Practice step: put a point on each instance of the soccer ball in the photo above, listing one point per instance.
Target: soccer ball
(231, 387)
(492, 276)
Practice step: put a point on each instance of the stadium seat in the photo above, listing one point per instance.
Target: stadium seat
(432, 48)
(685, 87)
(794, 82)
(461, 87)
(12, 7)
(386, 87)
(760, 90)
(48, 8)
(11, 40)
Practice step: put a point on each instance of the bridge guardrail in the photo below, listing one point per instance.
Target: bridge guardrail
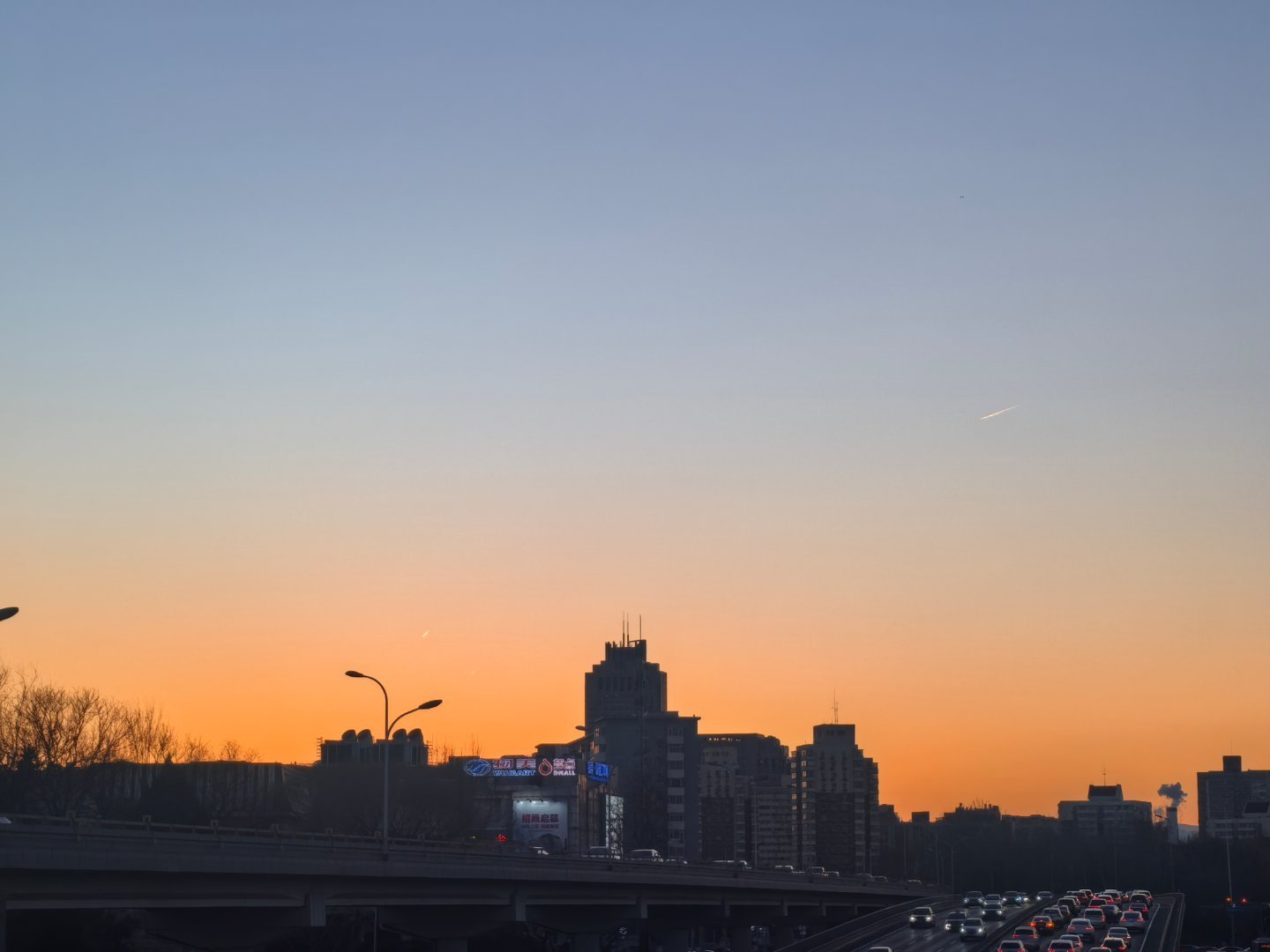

━━━━━━━━

**Given problem**
Please rewrite all the entries with "put a point on" replaced by "mark" wherever it occurs, changing nothing else and leaving out the pictures.

**Final result**
Practice step: mark each instance of the soccer ball in the photo above, listing one point per instance.
Target: soccer ball
(231, 387)
(492, 276)
Practice step: mark each instance of the stadium seat in the photo above, listing one point per instance.
Target: stadium seat
(432, 48)
(685, 87)
(794, 82)
(461, 87)
(12, 7)
(386, 87)
(760, 90)
(48, 8)
(11, 40)
Practice step: mark each instance of the bridge guardrail in the photo below, listing one point per instance.
Target: bridge guardrail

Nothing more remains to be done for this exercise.